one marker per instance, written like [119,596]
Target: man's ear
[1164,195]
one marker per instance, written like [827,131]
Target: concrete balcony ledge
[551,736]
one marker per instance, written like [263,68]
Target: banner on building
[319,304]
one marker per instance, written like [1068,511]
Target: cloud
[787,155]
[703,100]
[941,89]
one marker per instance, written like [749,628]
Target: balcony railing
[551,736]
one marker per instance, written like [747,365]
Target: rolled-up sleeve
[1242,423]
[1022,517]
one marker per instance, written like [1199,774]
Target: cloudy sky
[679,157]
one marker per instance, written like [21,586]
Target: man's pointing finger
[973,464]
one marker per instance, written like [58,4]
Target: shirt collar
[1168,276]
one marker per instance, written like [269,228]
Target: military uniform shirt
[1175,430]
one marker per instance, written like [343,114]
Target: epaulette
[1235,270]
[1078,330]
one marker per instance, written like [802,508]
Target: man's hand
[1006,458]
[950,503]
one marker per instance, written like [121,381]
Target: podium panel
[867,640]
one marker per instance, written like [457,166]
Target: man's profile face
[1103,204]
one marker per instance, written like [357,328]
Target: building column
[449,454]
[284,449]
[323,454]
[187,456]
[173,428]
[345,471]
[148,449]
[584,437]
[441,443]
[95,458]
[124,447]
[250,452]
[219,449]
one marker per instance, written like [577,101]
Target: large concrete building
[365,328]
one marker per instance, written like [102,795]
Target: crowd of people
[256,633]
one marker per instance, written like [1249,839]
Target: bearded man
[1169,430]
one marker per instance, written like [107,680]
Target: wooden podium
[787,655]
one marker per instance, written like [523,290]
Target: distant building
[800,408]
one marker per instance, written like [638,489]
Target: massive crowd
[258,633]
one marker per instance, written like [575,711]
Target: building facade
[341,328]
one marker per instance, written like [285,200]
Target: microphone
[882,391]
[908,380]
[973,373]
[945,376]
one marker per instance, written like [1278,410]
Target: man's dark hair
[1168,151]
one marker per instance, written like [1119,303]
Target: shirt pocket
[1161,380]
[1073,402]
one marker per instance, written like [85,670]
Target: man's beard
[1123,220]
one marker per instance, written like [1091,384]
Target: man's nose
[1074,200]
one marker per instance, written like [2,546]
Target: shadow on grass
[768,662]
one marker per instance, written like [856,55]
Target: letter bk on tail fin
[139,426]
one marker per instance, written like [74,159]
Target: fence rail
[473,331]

▬▬▬▬▬▬

→ Görevin amacı
Yukarıdaki kayıtların hepsini yeniden yaz; "microphone" yerine "loudspeaker" koy, geri kalan her şeyi olduğu gibi bırak.

→ Alıştırma çıktısı
one marker per instance, written like [119,596]
Target: man's ear
[1164,195]
one marker per instance, written like [827,131]
Target: concrete balcony ledge
[551,736]
one marker per instance, written like [263,68]
Target: banner on building
[319,304]
one marker per instance, written like [1068,511]
Target: cloud
[787,155]
[703,100]
[941,89]
one marker per instance, written like [749,628]
Target: balcony railing
[551,736]
one marker per instance, written like [747,365]
Target: rolled-up sleeve
[1242,423]
[1022,517]
one marker per instance, written like [1199,774]
Target: cloudy sky
[679,157]
one marker per instance, written like [21,586]
Target: man's pointing finger
[973,464]
one marker per instance, written like [58,4]
Target: shirt collar
[1168,276]
one marker per instance, written like [269,228]
Target: military uniform shirt
[1175,430]
one marker per instance, written like [343,114]
Target: epaulette
[1235,270]
[1078,330]
one marker per instance, written like [802,508]
Target: man's hand
[1006,458]
[950,503]
one marker per instance, written like [121,381]
Target: podium panel
[867,640]
one marker per instance, written like [457,166]
Target: man's profile face
[1103,204]
one marker per instance, written like [357,328]
Target: building column
[449,454]
[284,449]
[323,454]
[187,456]
[173,428]
[345,471]
[148,449]
[584,437]
[441,443]
[95,458]
[124,447]
[250,452]
[219,449]
one marker per instance, written like [577,101]
Target: large concrete building
[365,328]
one marker per instance, written like [102,795]
Target: crowd of people
[256,633]
one marker per instance, written like [1249,839]
Target: bearded man
[1169,430]
one marker per instance, written like [107,680]
Target: wooden podium
[787,655]
one marker per instance, written like [523,290]
Target: distant building
[800,408]
one marker per instance, written like [638,489]
Target: massive crowd
[258,633]
one marker per instance, written like [575,711]
Target: building facade
[341,328]
one marker per instance, written like [285,200]
Target: loudspeaker
[882,391]
[908,380]
[973,373]
[945,376]
one marker per instance, written like [1278,410]
Target: man's dark hair
[1168,151]
one marker per instance, written like [1119,303]
Target: shirt pocket
[1161,380]
[1073,402]
one marker per instance, written like [85,670]
Target: man's beard
[1123,220]
one marker per instance, written like [1091,384]
Target: man's nose
[1074,200]
one marker per instance, written like [2,546]
Target: shadow on grass
[768,662]
one marker per instance, written like [856,55]
Target: letter bk on tail fin
[139,426]
one marker per instance, written like [74,159]
Target: fence rail
[473,331]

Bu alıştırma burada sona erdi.